*TEXT EXCERPT:*
The flavoring is where soda brands guard their secrets most closely. What appears on the label as “natural flavors” has a specific legal definition: it must be derived from plant material, spices, fruit, herbs, bark, roots, or similar natural sources whose primary purpose is flavoring rather than nutrition. That covers a huge range of botanical extracts and essential oils.

Cola flavor, for instance, is far more complex than most people realize. The blend typically includes oils of orange, lemon, and lime, along with warm spices like cinnamon, coriander, and nutmeg. Vanilla is a common finishing note, and neroli oil, extracted from bitter orange blossoms, adds a floral layer. Kola nut extract, the ingredient that originally gave cola its name, provided a mild bitterness and a small amount of natural caffeine in early recipes, though modern formulations rely more heavily on synthetic caffeine.

Citrus sodas keep things simpler, leaning on lemon and lime oils. Root beer draws from sassafras-adjacent flavors, wintergreen, and vanilla. Grape, orange, and other fruit sodas use combinations of natural and artificial fruit extracts depending on the brand.

Caramel Color

That dark brown color in cola isn’t from the spices or sugar. It comes from caramel coloring, one of the most widely used food color additives by volume. There are four classes of caramel color (I through IV), and colas typically use Class III or Class IV. These are made by heating sugar compounds with specific reactants under controlled conditions. Class I and Class II caramel coloring are simpler and made without those reactants.

Class III and IV caramel coloring can contain trace amounts of a byproduct called 4-MEI (4-methylimidazole), which has drawn some safety scrutiny. The FDA has reviewed the data and has not set a formal limit on 4-MEI in food, though it continues to evaluate the evidence. Clear sodas like Sprite or Sierra Mist skip caramel color entirely.

Preservatives

Most sodas contain sodium benzoate or potassium benzoate to prevent mold and yeast growth. These preservatives work well in acidic environments, which is why they’re a natural fit for soft drinks.

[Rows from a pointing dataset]
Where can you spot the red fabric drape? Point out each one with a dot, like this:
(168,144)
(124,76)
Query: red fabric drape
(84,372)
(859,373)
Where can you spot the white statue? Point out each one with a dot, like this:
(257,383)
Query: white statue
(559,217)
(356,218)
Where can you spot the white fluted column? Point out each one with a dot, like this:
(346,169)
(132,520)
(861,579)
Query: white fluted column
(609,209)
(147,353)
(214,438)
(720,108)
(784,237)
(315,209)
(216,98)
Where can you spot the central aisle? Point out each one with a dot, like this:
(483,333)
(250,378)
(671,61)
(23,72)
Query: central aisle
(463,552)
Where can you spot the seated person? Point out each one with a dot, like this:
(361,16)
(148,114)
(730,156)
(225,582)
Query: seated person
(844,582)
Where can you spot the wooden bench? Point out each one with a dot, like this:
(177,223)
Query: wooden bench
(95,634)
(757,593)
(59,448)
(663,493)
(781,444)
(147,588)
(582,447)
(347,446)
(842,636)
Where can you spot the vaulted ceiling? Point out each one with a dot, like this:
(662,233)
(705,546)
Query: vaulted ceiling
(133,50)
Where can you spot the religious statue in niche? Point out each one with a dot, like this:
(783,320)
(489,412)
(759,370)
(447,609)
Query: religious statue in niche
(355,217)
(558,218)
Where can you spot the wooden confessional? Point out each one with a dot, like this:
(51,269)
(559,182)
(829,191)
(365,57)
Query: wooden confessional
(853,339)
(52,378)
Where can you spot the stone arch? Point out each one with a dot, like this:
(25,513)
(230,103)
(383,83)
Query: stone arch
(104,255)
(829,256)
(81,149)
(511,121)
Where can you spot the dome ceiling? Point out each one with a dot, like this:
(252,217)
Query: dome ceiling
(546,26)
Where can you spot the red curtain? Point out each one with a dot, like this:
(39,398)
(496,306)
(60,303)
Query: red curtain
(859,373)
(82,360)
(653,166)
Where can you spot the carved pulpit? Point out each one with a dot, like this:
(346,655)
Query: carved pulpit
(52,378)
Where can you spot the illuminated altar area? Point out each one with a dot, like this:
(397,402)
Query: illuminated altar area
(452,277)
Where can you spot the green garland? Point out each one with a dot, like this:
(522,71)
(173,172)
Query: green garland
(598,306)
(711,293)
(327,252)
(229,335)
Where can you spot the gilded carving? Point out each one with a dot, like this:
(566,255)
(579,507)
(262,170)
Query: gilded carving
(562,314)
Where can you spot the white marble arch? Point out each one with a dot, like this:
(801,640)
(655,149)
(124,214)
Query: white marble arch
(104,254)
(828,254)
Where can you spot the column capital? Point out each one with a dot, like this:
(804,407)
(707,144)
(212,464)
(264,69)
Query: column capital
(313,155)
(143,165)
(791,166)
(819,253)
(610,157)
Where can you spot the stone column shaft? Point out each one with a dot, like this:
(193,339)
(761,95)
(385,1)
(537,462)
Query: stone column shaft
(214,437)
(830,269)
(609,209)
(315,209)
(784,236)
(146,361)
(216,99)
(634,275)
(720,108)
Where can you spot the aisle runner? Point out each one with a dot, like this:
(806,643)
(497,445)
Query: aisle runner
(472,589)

*PROBLEM TO WORK ON:*
From the soda ingredients text, list each specific source named as one that natural flavors may legally be derived from. These records come from a source separate from the text.

*SOLVED PROBLEM:*
Plant material, spices, fruit, herbs, bark, roots